═══ Reading passage

Plotting Seismograms on the Station MapΒΆ
It may be useful to compare seismograms interactively on a map. Although gmprocess does not have this capability, it is relatively straightforward to do using folium for generating the map and altair for creating the figures.
Note that the altair package is needed for the interactive plotting, but is not used by gmprocess and will need to be installed separately. The package can be installed via conda or mamba.
We first take care of the imports.
import numpy as np
import pandas as pd
import folium
import altair as alt
import json
from gmprocess.io.asdf.stream_workspace import StreamWorkspace
from gmprocess.utils.constants import DATA_DIR
We are using a ground motion dataset of earthquakes from the 2014 Napa earthquake. The processed waveforms in the ASDF file will be used for this tutorial.
# Open ASDF file containing Nisqually dataset
data_path = DATA_DIR / 'demo' / 'nc72282711' / 'workspace.h5'
workspace = StreamWorkspace.open(data_path)
Lets first list the stations stored in the ASDF file
ds = workspace.dataset
station_list = ds.waveforms.list()
print(station_list)

══════

**Task instructions**
**A.** Write out the seismogram map tutorial from "We first take" to "for this tutorial.".
**B.** Summarize the seismogram map tutorial in two sentences.
**C.** Supply what comes next in the seismogram map tutorial, starting after its final line.
The listing here was taken from a separate source.

═══ Entries shown

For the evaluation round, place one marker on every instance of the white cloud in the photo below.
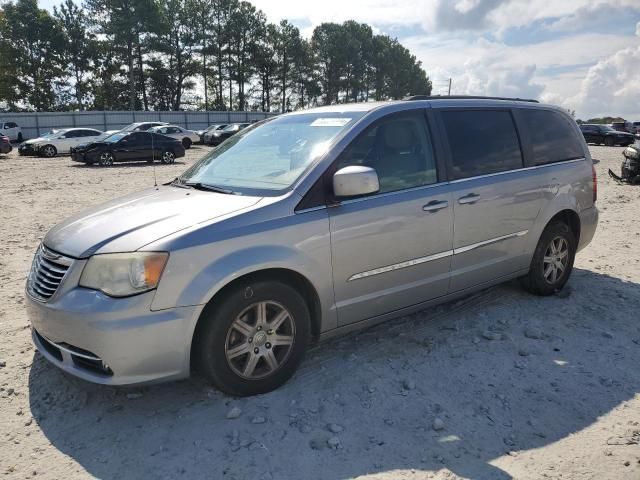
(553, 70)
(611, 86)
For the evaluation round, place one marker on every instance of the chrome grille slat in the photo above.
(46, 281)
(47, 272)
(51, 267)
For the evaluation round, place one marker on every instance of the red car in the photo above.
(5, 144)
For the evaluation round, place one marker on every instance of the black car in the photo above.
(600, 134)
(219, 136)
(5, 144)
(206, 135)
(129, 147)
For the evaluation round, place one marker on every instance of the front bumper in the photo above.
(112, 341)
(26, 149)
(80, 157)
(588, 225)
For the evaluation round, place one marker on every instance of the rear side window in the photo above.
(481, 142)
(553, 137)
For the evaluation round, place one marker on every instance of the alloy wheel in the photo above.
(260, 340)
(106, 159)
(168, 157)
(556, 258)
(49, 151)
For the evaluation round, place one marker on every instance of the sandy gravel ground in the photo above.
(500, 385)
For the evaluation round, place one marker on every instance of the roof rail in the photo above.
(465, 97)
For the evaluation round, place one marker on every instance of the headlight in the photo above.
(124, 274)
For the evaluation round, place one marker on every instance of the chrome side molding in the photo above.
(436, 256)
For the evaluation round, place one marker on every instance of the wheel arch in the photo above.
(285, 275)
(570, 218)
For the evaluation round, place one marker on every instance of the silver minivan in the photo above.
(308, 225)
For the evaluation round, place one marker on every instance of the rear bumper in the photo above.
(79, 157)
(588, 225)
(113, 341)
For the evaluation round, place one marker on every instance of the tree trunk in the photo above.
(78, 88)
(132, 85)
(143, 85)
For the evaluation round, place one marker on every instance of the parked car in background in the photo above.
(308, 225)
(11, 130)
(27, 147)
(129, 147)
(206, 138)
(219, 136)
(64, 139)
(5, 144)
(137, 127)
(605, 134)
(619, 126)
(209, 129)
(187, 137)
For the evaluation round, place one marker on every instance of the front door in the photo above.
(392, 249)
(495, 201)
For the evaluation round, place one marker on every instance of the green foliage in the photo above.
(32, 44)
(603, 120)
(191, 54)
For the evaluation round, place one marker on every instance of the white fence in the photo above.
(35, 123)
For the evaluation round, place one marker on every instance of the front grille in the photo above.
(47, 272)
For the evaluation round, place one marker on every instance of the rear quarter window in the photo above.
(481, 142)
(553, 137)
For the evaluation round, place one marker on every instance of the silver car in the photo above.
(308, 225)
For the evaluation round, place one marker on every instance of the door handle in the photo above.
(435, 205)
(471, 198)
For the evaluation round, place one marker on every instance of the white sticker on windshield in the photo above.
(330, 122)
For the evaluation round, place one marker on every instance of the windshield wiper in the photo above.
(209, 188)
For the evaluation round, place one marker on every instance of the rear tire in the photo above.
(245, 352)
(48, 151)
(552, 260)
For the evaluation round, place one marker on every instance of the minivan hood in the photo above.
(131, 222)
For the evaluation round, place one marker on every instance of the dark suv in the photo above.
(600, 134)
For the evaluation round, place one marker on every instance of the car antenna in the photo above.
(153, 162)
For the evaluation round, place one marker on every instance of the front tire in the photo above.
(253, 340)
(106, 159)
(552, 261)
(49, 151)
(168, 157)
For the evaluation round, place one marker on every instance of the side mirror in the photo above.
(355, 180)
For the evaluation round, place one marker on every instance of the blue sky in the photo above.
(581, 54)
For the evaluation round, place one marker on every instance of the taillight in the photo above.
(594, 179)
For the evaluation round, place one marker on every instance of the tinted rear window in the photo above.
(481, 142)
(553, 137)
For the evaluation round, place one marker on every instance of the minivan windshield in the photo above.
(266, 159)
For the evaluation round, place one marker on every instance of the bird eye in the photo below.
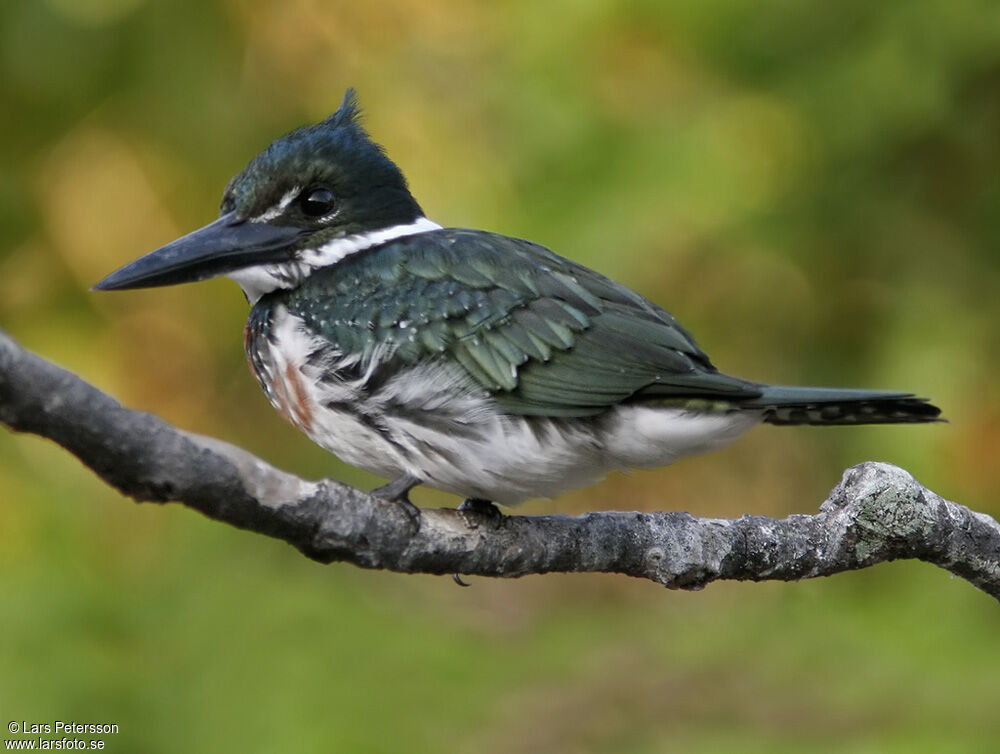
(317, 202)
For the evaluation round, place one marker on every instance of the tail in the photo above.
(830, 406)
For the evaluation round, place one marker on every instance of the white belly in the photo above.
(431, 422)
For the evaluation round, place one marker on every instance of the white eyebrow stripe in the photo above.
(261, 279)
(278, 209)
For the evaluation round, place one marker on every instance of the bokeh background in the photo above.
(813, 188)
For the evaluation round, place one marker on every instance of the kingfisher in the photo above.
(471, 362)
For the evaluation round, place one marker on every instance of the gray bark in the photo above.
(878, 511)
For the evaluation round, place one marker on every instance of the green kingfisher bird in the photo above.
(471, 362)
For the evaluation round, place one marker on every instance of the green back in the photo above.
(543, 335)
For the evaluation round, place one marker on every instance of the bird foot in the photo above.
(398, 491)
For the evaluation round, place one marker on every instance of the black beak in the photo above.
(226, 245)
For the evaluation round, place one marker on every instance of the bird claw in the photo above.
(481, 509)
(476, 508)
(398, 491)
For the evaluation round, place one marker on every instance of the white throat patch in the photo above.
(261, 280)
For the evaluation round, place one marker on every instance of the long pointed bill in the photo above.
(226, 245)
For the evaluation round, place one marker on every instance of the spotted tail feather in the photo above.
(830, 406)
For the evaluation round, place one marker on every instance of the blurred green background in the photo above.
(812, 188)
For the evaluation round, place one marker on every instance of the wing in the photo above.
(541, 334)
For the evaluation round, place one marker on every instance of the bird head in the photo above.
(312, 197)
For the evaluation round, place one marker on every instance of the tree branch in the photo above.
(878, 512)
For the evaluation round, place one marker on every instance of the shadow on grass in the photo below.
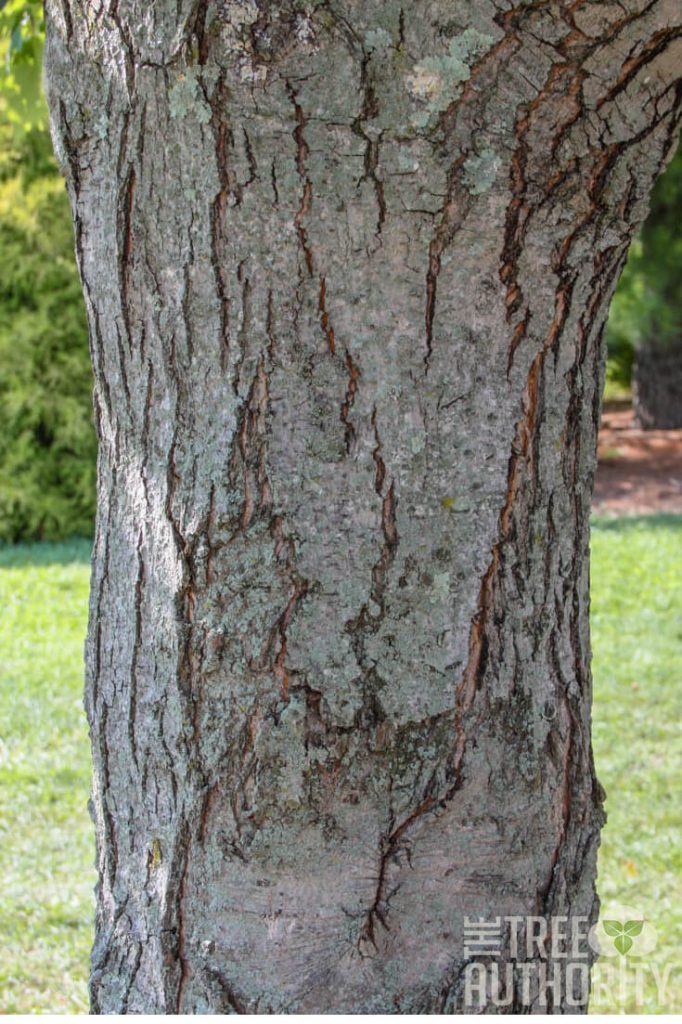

══════

**Answers to the exercise**
**A.**
We first take care of the imports.
import numpy as np
import pandas as pd
import folium
import altair as alt
import json
from gmprocess.io.asdf.stream_workspace import StreamWorkspace
from gmprocess.utils.constants import DATA_DIR
We are using a ground motion dataset of earthquakes from the 2014 Napa earthquake. The processed waveforms in the ASDF file will be used for this tutorial.

**B.** The seismogram map tutorial notes that gmprocess cannot compare seismograms interactively on a map, but that folium and altair make this fairly simple, with altair installed separately through conda or mamba. After the imports, it opens an ASDF file of processed waveforms from a ground motion dataset of the 2014 Napa earthquake and lists the stations stored in it.

**C.**
['CE.68150']
As an illustration, we will plot the vertical component on a map for a few stations such that clicking on the station will popup a figure of the corresponding vertical component time-series.
event = workspace.get_event('nc72282711')
pstreams = workspace.get_streams('nc72282711', labels=['default'])
In order to handle lengthy time-series, we need disable the maximum row count of 5000 that altair uses to keep performance in check. There are alternative options that can be used to improve performance if we were working with a larger dataset. See the following documentation for more information:
alt.data_transformers.disable_max_rows()
DataTransformerRegistry.enable('default')
The code below will generate the map and could be customized as the user desires.
station_map = folium.Map(
location=[event.latitude, event.longitude], zoom_start=7, control_scale=True, tiles='cartodb positron'
)
lats = np.array([stream[0].stats.coordinates["latitude"] for stream in pstreams])
lons = np.array([stream[0].stats.coordinates["longitude"] for stream in pstreams])
stnames = np.array([stream[0].stats.station for stream in pstreams])
networks = np.array([stream[0].stats.network for stream in pstreams])
stations = pd.DataFrame(
{
"stnames": stnames,
"network": networks,
"coords": zip(lats, lons),
}
)
for i, r in stations.iterrows():
st = ds.waveforms[r["network"]+'.'+r["stnames"]]['nc72282711_default']
dd = pd.DataFrame({'times':st[2].times(),'Acceleration':st[2].data})
chart = alt.Chart(dd).mark_line().encode(
x='times',
y='Acceleration',
color=alt.value("#000000"))
popup = folium.Popup()
folium.features.VegaLite(chart, height=250, width=250).add_to(popup)
folium.CircleMarker(
location=r["coords"],
tooltip=r["stnames"],
popup=popup,
color='green',
fill=True,
radius=6,
).add_to(station_map)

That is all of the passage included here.